Problems to work on:
1. In the text on skin blood flow in diabetes, please rewrite the passage between "To determine a" and "no detectable neuropathy.", inclusive, replacing "laser Doppler" with "laser speckle".
2. Summarize the text on skin blood flow in diabetes in two sentences.

(Text for analysis)

To determine a potential relationship between skin blood flow changes and the duration of diabetes and the presence of other microvascular complications.


Skin blood flow was measured by laser Doppler techniques at the finger and toe pulps, areas of predominant arteriovenous anastomotic (AVA) flow, and on the finger and toe dorsums, which have a greater nutritive microvascular contribution, in 83 diabetic patients and 39 nondiabetic control subjects. The average duration of diabetes was 14 +/- 1 years. Thirty-four patients had retinopathy. Eighteen patients had proteinuria. Forty patients had definite signs and symptoms of neuropathy, whereas 11 had no detectable neuropathy.


There was little difference between diabetic and nondiabetic skin blood flow at normal body temperatures. However, at an elevated skin temperature of 44 degrees C, significant reductions in skin blood flow versus control were demonstrated in the diabetic group. Skin blood flow at finger and toe dorsums showed a decrease as a function of the duration of diabetes. In contrast, there was little, if any, relationship between the duration of diabetes and skin blood flow at the finger and toe pulps. Diabetic patients with retinopathy had significantly lower blood flow at both finger and toe dorsums than those without retinopathy. Even excluding patients with recent onset of diabetes from the analysis, flows at finger (18.6 +/- 2.0 mL/min/100 g) and toe dorsums (11.2 +/- 1.4 mL/min/100 g) in the patients with retinopathy were significantly lower than in diabetic patients without retinopathy [finger: 28.6 +/- 2.7 mL/min/100 g (p < 0.01) and toe: 15.1 +/- 1.5 mL/min/100 g (p < 0.05)]. The presence of proteinuria was also associated with lower blood flow at the toe dorsum. There were no differences between patients with or without clinical diabetic neuropathy. At finger and toe pulps, there were no significant differences between diabetic patients with or without retinopathy, proteinuria, or neuropathy.

(End Text for analysis)
(Entries provided)

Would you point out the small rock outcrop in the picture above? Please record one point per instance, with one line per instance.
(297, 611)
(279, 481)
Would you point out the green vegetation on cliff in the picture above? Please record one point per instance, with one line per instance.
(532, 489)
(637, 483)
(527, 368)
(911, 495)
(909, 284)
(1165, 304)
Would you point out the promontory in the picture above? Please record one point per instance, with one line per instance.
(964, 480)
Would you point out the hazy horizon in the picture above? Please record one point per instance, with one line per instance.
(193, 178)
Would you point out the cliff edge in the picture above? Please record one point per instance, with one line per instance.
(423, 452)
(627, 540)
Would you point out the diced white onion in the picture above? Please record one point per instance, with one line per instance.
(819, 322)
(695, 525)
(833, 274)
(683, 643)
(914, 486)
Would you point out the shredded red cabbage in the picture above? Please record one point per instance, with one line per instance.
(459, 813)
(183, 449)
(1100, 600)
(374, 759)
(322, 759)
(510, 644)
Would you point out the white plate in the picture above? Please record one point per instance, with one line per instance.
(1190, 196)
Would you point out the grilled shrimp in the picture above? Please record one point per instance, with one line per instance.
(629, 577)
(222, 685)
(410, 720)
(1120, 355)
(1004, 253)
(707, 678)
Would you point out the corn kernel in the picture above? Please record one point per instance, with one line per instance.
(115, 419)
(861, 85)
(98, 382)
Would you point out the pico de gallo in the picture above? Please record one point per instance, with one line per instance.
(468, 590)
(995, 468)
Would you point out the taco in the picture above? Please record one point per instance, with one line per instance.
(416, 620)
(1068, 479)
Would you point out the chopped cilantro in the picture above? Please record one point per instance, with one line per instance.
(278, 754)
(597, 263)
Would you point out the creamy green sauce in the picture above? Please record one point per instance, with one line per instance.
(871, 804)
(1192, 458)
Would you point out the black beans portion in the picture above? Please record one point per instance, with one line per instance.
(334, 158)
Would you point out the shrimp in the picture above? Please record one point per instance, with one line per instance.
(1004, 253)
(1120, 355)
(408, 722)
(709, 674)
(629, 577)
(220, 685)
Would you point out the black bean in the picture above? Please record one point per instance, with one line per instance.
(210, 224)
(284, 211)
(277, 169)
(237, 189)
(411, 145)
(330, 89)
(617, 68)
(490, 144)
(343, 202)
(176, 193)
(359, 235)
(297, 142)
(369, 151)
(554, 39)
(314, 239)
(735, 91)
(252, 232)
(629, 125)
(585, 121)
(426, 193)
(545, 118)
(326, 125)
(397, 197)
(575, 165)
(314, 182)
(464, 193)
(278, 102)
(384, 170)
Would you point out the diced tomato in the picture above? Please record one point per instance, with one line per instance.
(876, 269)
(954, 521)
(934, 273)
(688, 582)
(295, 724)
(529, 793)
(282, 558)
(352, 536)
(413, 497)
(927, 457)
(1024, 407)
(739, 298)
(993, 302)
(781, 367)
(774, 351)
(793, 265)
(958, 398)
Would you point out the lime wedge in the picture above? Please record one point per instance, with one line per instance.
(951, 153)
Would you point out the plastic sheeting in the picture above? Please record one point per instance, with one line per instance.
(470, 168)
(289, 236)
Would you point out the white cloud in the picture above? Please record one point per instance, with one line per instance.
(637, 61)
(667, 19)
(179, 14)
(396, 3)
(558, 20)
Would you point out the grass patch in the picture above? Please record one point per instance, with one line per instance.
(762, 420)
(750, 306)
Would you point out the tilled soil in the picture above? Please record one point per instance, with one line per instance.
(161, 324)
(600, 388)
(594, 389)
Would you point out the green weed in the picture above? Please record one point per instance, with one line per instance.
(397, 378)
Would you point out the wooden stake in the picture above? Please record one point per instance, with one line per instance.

(End Entries provided)

Expected results:
1.
To determine a potential relationship between skin blood flow changes and the duration of diabetes and the presence of other microvascular complications.


Skin blood flow was measured by laser speckle techniques at the finger and toe pulps, areas of predominant arteriovenous anastomotic (AVA) flow, and on the finger and toe dorsums, which have a greater nutritive microvascular contribution, in 83 diabetic patients and 39 nondiabetic control subjects. The average duration of diabetes was 14 +/- 1 years. Thirty-four patients had retinopathy. Eighteen patients had proteinuria. Forty patients had definite signs and symptoms of neuropathy, whereas 11 had no detectable neuropathy.

2. Skin blood flow was measured at the finger and toe pulps and dorsums in 83 diabetic patients and 39 nondiabetic control subjects, and at an elevated skin temperature of 44 degrees C it was significantly reduced in the diabetic group. Dorsum flow decreased with the duration of diabetes and was significantly lower in patients with retinopathy, and at the toe dorsum in patients with proteinuria, while pulp flow showed little relationship to diabetes duration and no significant differences by complication.